_EXERCISE PROMPT:_
Please set out each line below exactly as it stands, without the images.

━━━━

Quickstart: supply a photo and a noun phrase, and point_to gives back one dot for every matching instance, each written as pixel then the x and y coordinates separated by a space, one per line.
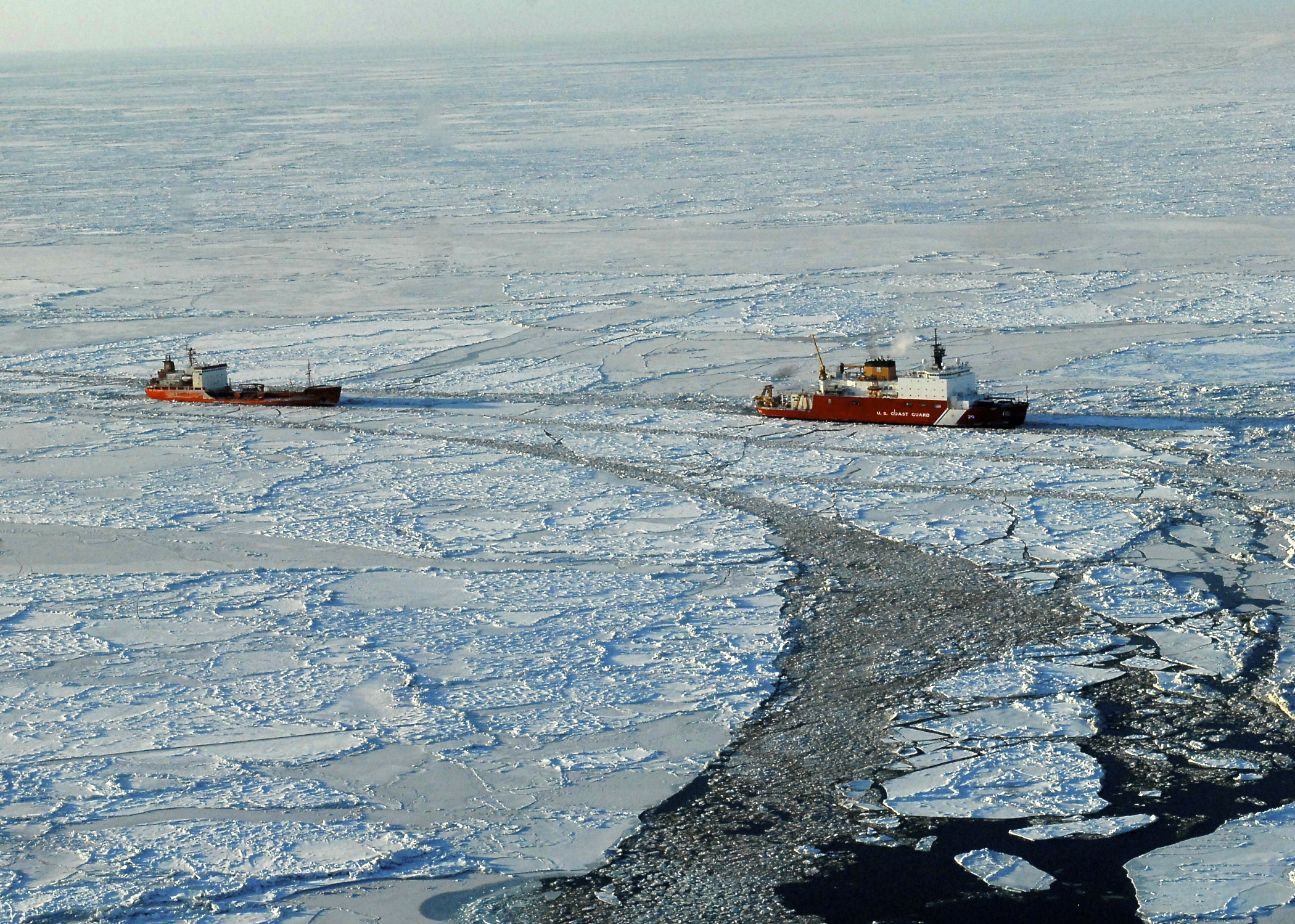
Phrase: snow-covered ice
pixel 394 640
pixel 1106 826
pixel 1004 871
pixel 1238 873
pixel 1044 718
pixel 1018 781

━━━━

_RESPONSE:_
Quickstart: supply a photo and a noun phrase, and point_to gives back one dot for every matching instance, each written as pixel then the x and y coordinates separated by a space, one per line.
Phrase: snow-covered ice
pixel 394 640
pixel 1106 826
pixel 1004 871
pixel 1238 873
pixel 1044 718
pixel 1018 781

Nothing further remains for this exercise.